Nel 1939, con l’invasione dell’esercito sovietico nell’Ucraina Occidentale,
iniziano le repressioni in massa contro l’intelligencija del luogo. Le
monache vengono avvertite che per evitare l’arresto devono svestire l’abito
religioso e disperdersi in vari appartamenti. Durante l’occupazione tedesca,
con l’infuriare della fame, le suore si preoccupano di trovare i generi
alimentari necessari e di distribuirli ai più bisognosi. Al tempo stesso
organizzano momenti di preghiera comune.
Dopo l’unione della Ucraina occidentale con l’URSS, inizia il processo
di liquidazione della chiesa greco-cattolica e la deportazione in massa
della popolazione locale in Siberia, con l’accusa di aver sostenuto il
movimento nazionalistico. Suor Olimpia, assieme alle altre suore, organizza
una raccolta di viveri per le famiglie con bambini piccoli. Durante la
repressione, quando tutti i monasteri vengono chiusi, le suore del convento
di Chyrov decidono di passare alla clandestinità. La comunità monastica
e la parrocchia procurano segretamente alimenti al sacerdote greco cattolico
Taras Bobkovič, che era stato arrestato nel 1949. La vigilia di Natale
le suore preparano le prosfore (pane benedetto che può servire anche per
la celebrazione liturgica), che poi i bambini portano nelle case dei contadini
con l’augurio: «Vi preghiamo di accettare la prosfora che la Chiesa vi
dona e di mangiarla in onore della Natività di Cristo». A questo punto
l’NKVD incomincia a sorvegliare le suore, sottoponendole a frequenti perquisizioni
e invitandole ad andarsene. La chiesa greco-cattolica viene chiusa e le
suore frequentano la chiesa cattolica di rito latino nella vicina città
di Dobromil’.

- [DATI]
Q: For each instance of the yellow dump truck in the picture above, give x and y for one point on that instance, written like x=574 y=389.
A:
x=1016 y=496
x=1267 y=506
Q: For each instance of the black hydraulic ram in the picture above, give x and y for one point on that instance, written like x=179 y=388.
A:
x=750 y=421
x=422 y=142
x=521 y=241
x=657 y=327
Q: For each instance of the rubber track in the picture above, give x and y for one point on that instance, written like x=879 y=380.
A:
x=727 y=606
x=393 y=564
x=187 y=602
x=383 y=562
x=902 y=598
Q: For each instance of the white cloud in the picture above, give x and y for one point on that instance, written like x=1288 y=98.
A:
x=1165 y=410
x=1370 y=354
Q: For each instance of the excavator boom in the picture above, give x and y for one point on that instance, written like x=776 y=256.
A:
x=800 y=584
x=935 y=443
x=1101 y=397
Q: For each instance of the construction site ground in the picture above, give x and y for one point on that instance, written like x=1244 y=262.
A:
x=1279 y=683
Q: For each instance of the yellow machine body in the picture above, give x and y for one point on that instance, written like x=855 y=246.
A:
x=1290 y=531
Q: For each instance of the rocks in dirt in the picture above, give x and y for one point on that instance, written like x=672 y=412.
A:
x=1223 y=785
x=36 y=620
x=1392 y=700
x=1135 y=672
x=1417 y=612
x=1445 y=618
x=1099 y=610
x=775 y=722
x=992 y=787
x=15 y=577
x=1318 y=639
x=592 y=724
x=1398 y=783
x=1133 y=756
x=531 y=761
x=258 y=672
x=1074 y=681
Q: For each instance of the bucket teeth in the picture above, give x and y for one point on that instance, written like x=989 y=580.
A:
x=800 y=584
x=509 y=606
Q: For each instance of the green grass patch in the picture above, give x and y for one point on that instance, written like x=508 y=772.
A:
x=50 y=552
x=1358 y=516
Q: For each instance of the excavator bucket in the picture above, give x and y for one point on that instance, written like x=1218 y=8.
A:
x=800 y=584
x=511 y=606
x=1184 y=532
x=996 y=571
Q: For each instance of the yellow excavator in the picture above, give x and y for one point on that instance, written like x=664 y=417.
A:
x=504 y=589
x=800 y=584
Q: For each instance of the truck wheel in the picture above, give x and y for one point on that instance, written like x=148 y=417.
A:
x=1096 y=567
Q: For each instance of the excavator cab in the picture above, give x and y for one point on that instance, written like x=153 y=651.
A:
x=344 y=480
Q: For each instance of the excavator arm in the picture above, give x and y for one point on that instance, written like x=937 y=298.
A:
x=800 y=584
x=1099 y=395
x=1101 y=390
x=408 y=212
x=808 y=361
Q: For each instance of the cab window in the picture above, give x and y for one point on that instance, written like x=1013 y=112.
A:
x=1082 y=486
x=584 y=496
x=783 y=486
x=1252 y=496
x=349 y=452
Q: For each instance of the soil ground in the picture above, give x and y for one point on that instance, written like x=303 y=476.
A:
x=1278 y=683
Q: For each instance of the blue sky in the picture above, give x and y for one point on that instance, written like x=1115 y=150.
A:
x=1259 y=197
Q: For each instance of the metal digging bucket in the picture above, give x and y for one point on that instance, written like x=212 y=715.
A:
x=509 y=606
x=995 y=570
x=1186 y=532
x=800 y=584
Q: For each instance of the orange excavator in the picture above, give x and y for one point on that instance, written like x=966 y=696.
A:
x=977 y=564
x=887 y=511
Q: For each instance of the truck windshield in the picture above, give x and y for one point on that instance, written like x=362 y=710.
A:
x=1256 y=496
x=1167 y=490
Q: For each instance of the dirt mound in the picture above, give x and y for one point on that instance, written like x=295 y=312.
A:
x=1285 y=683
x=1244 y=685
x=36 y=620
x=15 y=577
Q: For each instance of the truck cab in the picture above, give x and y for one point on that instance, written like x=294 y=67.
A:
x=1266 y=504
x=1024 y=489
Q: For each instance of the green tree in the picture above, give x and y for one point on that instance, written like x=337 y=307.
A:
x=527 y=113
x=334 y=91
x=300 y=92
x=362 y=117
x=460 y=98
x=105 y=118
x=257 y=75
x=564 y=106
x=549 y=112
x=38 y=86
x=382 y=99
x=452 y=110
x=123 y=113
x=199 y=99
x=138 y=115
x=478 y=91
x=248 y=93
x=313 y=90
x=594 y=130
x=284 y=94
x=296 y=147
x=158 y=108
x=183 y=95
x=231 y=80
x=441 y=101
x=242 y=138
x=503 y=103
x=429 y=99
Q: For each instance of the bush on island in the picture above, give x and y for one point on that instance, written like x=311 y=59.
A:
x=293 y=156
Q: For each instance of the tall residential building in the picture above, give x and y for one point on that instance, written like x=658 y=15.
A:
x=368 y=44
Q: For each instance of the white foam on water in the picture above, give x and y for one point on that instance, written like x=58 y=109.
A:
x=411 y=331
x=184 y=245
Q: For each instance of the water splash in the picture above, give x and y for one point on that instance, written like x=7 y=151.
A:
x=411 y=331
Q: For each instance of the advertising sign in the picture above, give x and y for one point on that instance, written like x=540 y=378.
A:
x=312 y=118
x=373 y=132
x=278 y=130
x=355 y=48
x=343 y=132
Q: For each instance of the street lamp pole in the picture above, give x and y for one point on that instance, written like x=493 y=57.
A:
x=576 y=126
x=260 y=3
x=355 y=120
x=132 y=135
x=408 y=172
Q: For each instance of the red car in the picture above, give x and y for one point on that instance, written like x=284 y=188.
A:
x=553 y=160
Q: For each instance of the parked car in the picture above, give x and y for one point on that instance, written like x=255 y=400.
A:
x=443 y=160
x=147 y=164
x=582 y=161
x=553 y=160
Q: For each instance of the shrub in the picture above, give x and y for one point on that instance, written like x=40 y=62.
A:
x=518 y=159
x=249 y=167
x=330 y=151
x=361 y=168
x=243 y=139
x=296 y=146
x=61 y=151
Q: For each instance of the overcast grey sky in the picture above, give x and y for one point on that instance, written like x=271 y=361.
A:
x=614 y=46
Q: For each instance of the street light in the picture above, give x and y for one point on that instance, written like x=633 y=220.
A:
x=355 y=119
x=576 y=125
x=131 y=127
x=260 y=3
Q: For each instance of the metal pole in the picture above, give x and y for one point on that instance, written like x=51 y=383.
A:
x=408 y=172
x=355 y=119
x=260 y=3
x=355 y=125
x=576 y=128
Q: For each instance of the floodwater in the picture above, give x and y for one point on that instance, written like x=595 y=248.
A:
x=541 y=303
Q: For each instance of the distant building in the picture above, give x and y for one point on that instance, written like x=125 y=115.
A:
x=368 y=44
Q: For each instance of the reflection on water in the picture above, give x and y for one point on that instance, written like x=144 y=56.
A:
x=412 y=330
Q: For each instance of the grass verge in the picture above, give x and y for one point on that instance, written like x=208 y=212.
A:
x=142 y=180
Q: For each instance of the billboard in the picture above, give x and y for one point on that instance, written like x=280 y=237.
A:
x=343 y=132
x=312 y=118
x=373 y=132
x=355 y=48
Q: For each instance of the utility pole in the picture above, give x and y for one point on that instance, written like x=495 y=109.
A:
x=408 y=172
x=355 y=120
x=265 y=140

- [CONSEGNA]
Trascrivi senza modifiche la parte del brano sulle suore di Chyrov che inizia con le parole "Nel 1939, con" e termina con "di preghiera comune.". Il materiale non ha alcun ruolo in questo esercizio.

- [RISULTATO]
Nel 1939, con l’invasione dell’esercito sovietico nell’Ucraina Occidentale,
iniziano le repressioni in massa contro l’intelligencija del luogo. Le
monache vengono avvertite che per evitare l’arresto devono svestire l’abito
religioso e disperdersi in vari appartamenti. Durante l’occupazione tedesca,
con l’infuriare della fame, le suore si preoccupano di trovare i generi
alimentari necessari e di distribuirli ai più bisognosi. Al tempo stesso
organizzano momenti di preghiera comune.